**REQUIRED WORK**
List every word or phrase that the film commentary below puts inside quotation marks.

**SELECTED EXTRACT**
In one scene, Elliot seeks shelter in a “model home” where everything (even the wine) is made of plastic. A sign outside states “YOU DESERVE THIS.” The whole world is trying to force order upon Elliot, to make him accept even his own contentment as something he should take charge of, and he can’t face it. In another scene, he sings a jaunty tune in a weird falsetto to prove that he’s “normal” (coming across as anything but). He becomes increasingly abstracted from the world as the film goes on and the pressure increases to take charge of his life. It’s a clear metaphor for the ever-creeping shadow of depression; the frustration of knowing what to do in theory but being unable to bring order to the chaos of the mind. As the film progresses, slowing the pace, paring down the characters, stripping Elliot of almost everyone around him, leaving him no one and nothing to turn to, his surrender to the void seems almost inevitable. Each shot gets wider and lasts longer, expanding to the point where the emptiness is tangible. Tak Fujimoto (of Badlands fame)’s cinematography here is a breathtakingly poignant translation of a director’s very difficult vision.
The final scenes are heartbreaking. Even when I watched them again recently to write this piece, I’m sure I almost forgot to breathe. Elliot and Alma sit in separate houses, communicating through an old talking tube that goes under the ground. It’s symbolic of the separation that the suicidally depressed feel from those who love them; Elliot wants to relate but can’t. The doors aren’t locked, there’s nothing standing between them except the air – the air that, if they go out into it, may cause him to kill himself. The abstract mental chaos that could tip him over the edge. When they take the plunge and walk towards one another to embrace in slow motion, it’s a revelatory, deeply moving moment, as positive a message as one could take from a film so achingly melancholy.

**STUDY MATERIAL**
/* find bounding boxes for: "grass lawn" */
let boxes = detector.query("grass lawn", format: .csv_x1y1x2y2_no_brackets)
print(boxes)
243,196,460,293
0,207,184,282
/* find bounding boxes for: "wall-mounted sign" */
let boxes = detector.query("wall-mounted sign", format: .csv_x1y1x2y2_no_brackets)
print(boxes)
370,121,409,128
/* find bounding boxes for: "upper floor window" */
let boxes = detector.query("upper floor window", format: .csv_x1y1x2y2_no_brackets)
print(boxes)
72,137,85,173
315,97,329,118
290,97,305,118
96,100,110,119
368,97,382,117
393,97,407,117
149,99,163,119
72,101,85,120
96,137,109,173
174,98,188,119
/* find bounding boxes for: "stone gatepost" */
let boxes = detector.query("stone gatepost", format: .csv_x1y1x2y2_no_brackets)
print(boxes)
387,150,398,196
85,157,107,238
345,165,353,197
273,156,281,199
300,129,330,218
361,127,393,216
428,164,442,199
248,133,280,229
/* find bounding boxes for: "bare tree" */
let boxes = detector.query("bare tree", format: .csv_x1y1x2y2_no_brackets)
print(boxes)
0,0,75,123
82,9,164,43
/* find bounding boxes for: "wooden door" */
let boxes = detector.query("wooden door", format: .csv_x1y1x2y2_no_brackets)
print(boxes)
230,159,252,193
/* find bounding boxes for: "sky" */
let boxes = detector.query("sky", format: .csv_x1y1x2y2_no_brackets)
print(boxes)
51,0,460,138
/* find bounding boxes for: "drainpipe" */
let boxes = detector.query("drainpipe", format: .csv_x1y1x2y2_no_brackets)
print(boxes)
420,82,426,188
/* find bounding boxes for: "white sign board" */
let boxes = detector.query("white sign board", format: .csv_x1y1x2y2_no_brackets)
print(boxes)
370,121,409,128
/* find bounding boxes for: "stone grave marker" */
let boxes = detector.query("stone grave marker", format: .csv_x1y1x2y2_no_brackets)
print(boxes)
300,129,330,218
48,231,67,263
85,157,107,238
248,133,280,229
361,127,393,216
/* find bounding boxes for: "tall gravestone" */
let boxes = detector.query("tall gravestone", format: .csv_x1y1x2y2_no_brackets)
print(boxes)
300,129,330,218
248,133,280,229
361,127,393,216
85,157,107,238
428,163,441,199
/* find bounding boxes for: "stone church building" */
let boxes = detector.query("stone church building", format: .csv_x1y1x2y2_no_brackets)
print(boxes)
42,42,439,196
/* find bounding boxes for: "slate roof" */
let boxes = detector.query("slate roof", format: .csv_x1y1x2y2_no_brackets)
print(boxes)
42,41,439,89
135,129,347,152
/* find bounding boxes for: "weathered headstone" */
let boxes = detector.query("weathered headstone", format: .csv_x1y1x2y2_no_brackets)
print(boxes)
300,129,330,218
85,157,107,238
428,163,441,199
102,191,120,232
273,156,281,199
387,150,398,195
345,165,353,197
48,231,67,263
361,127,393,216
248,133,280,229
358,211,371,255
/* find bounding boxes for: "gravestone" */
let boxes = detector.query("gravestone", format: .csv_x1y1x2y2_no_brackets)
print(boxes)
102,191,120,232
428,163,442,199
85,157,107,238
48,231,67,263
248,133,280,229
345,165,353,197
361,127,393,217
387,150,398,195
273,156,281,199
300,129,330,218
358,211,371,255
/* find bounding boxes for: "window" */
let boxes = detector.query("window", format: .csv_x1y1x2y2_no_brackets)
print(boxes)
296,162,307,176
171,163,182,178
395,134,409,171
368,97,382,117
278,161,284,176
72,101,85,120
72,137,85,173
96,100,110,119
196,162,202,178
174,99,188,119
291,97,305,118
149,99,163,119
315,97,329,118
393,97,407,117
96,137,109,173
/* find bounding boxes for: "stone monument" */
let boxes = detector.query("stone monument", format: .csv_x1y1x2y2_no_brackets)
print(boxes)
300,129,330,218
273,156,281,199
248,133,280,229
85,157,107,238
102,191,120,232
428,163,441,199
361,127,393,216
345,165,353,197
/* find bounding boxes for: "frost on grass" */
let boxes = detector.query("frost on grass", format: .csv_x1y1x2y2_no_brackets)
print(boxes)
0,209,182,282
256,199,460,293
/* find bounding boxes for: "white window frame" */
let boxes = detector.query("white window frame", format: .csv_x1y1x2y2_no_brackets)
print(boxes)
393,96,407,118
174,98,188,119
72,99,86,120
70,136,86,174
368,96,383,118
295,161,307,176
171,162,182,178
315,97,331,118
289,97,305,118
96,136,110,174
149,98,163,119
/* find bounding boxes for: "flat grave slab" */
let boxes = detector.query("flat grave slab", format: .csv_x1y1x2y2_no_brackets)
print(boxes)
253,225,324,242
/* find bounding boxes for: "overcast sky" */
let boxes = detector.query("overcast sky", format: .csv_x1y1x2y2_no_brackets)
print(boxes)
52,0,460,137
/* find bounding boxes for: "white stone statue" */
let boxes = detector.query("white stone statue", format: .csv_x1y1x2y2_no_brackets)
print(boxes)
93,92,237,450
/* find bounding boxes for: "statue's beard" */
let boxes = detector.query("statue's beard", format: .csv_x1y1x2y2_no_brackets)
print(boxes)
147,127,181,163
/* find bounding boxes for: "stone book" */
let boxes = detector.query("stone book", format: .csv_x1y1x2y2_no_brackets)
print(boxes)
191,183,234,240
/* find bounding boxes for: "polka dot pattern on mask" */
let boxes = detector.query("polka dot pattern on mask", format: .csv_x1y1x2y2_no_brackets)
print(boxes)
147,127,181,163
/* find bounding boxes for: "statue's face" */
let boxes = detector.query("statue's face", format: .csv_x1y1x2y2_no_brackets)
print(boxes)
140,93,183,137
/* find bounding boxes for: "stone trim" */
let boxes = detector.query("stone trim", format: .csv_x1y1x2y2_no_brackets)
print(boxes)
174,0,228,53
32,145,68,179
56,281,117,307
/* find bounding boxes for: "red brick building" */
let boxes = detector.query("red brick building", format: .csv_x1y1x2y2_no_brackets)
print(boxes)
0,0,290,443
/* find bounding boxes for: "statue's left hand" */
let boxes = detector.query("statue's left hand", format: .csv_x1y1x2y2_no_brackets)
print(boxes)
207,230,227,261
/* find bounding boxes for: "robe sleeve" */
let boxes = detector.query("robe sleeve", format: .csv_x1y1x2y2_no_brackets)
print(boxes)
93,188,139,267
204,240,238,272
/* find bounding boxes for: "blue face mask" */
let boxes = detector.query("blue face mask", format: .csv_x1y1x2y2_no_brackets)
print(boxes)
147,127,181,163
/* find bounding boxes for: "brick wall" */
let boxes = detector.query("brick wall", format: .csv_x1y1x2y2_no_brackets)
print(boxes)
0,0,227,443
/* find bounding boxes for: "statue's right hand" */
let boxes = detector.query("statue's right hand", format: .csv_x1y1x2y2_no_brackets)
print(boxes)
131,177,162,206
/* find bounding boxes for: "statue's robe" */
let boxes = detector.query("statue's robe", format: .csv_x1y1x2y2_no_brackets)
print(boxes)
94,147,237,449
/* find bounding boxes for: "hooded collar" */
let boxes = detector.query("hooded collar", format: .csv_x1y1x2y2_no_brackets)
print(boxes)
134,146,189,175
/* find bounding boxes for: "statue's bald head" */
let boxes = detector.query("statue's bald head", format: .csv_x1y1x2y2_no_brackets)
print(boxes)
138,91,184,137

**THE ANSWER**
- “model home”
- “YOU DESERVE THIS.”
- “normal”